■ **What is required**:
Word for word, repeat every entry that appears below.

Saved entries
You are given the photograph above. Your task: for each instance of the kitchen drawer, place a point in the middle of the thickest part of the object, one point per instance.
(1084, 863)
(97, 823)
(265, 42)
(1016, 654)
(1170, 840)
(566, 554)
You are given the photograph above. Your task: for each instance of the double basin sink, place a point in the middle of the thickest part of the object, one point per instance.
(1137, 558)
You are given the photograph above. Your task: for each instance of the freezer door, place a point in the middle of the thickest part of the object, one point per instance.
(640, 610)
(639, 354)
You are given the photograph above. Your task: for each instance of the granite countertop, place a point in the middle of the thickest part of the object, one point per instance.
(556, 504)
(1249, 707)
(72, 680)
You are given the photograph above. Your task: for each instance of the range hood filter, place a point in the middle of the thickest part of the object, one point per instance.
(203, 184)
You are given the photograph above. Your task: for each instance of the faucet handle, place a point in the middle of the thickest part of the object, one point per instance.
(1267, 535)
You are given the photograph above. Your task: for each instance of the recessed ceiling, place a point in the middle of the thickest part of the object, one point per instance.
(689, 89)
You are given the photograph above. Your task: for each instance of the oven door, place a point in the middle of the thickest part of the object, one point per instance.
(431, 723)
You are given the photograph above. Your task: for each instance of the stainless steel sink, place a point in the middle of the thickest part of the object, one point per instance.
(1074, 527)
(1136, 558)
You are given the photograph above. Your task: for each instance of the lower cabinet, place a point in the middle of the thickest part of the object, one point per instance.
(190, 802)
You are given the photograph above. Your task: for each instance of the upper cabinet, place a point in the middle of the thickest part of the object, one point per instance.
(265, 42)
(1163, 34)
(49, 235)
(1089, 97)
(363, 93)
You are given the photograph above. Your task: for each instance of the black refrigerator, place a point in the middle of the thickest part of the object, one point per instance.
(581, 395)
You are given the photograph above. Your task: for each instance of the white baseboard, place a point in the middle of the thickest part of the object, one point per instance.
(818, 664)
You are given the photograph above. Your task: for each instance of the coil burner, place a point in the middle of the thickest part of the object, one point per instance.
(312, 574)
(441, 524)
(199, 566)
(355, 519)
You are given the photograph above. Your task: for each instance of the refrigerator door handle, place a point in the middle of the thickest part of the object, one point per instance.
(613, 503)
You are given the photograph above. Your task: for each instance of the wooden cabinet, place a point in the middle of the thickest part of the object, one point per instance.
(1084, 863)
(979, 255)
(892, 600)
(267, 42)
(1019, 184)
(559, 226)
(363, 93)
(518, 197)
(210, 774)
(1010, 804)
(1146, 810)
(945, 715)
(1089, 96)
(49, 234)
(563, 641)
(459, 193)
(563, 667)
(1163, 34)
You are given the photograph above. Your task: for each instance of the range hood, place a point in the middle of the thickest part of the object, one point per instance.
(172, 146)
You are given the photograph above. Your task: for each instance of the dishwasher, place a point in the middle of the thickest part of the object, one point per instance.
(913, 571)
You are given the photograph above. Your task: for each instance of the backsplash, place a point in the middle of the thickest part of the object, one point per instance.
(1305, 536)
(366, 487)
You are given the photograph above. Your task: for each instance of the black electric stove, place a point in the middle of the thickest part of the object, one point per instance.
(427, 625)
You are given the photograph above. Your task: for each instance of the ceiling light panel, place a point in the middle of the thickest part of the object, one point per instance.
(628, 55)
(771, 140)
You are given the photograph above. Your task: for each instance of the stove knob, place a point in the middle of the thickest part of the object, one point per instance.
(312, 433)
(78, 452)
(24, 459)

■ **Task result**:
You are given the photograph above. Your task: for each instance of the kitchen drawer, place a point in the middle of the thickest part of the object, one point per instance.
(1084, 863)
(97, 823)
(265, 42)
(1016, 654)
(1170, 840)
(566, 554)
You are given the photograph above. Your task: for each instance of the double basin sink, place a point in the middle of the thickest part of the object, one point per instance.
(1137, 558)
You are given the photograph above. Your task: for each instance of the freezer door, place a point in the middle of the thickest part of the object, one point per instance.
(640, 610)
(639, 354)
You are given the photograph above. Your task: for each instance of the granite countertop, place a point in the middle of the thickest part of the object, one point per instance.
(556, 504)
(1249, 707)
(72, 680)
You are given the photograph above. Your task: for each instance of the range hood filter, place a point in the middle of the thickest part of the object, one point per instance.
(203, 184)
You are given the photograph above. Your task: for each instance of the faucet handle, place a point in the middle of the thickest part of the object, one point per instance.
(1267, 535)
You are given the photograph above. Your task: for each instance of the recessed ceiling, place a point in the middle of the thickest part of the object, one point per instance.
(689, 89)
You are given the photograph above. Your task: for each instance of the oven door, place a point in the middle of the thickest part of the object, one point per instance.
(431, 723)
You are given the photograph above. Your task: for each instance of the stainless steel sink, place a point in the middle of the thickest part of the object, one point per instance.
(1074, 527)
(1136, 558)
You are given the photograph above. Your task: for each instance of the lower cabinet, place a point in the middle of the thickest part of the object, one point per instance.
(190, 802)
You are given the photograph above. Your task: for each instance of the upper cabinet, place a point in the middle of the thickest part of the object, one point per instance.
(265, 42)
(1163, 34)
(49, 235)
(1089, 97)
(363, 93)
You are given the photograph above. Your task: for each instance of the black refrigerator, place a point in the middle of the thickest part of the object, one point per instance.
(581, 395)
You are given the photograph above. Your task: for each instance of the white baseboard, place a point in the middle of the thickest part of the object, one point per instance.
(818, 664)
You are given the photograph above. Your task: for each instance of the coil burner, place a point in the middle of the thickest part of the object, one point per instance.
(312, 574)
(441, 524)
(199, 566)
(355, 519)
You are given the photograph above. Your task: for each instance of the refrigerator door handle, place a point in the middle of the thickest part of the object, one point per instance.
(613, 503)
You are given the photograph above. Your task: for each instance of the wooden cabinet, place a point in the middle of the thickest part of the object, one point per instance.
(1084, 863)
(979, 255)
(892, 600)
(267, 42)
(1019, 184)
(559, 226)
(363, 93)
(518, 197)
(210, 774)
(1010, 804)
(1146, 810)
(945, 715)
(1089, 96)
(49, 234)
(563, 641)
(459, 193)
(563, 667)
(1163, 34)
You are given the photograph above. Your task: for each instance of the range hood, place a point in the middle of the thickest part of the object, one point per instance.
(172, 146)
You are given the photograph above. Your task: for each instance of the dishwasher, place a point in the middle of the thickest part of the object, one point per instance.
(913, 571)
You are given the photograph above. Your task: for each instance of the backsplash, place a point in the middle of the thickest part of the object, one point per instance.
(1305, 536)
(366, 487)
You are given the photograph above. Your task: for each instance of the black electric stove, place a point in the middle of the thickest part of the object, one point per instance.
(427, 625)
You are given the photograph above. Your task: for each instance of the ceiling light panel, place a point in the middle of the thickest part of the object, one point per instance.
(628, 55)
(771, 140)
You are given the photograph above. Your task: for each instance of the stove knob, place a point in the middle of the thickest part of the object, one point per instance.
(312, 433)
(78, 452)
(24, 459)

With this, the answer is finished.